- AIM OF THE EXERCISE -
List every line in the records below that contains the word "dark", copying each one in full.

- EXERCISE INPUT -

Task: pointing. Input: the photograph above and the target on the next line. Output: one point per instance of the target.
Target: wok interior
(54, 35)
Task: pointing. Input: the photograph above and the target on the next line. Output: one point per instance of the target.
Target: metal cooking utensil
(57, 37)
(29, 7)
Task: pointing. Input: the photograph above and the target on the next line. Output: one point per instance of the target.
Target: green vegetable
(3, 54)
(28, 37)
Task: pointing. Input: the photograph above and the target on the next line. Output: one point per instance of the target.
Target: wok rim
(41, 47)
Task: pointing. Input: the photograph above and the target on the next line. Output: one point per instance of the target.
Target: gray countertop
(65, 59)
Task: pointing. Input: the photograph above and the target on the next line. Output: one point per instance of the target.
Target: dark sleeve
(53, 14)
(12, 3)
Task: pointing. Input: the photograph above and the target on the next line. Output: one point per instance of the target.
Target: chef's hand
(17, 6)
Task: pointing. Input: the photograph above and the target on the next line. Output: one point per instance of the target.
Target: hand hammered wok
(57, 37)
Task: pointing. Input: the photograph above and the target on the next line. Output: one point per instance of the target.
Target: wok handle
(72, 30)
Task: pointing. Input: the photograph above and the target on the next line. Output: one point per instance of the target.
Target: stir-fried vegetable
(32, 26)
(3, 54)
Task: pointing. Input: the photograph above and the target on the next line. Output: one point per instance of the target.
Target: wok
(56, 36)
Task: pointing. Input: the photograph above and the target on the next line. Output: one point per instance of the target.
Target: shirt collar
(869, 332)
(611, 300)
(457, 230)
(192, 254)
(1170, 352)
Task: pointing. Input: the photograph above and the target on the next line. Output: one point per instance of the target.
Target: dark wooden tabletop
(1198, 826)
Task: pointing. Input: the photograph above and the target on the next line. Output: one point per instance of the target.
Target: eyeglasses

- SOLVED PROBLEM -
Target: dark sleeve
Target: dark wooden tabletop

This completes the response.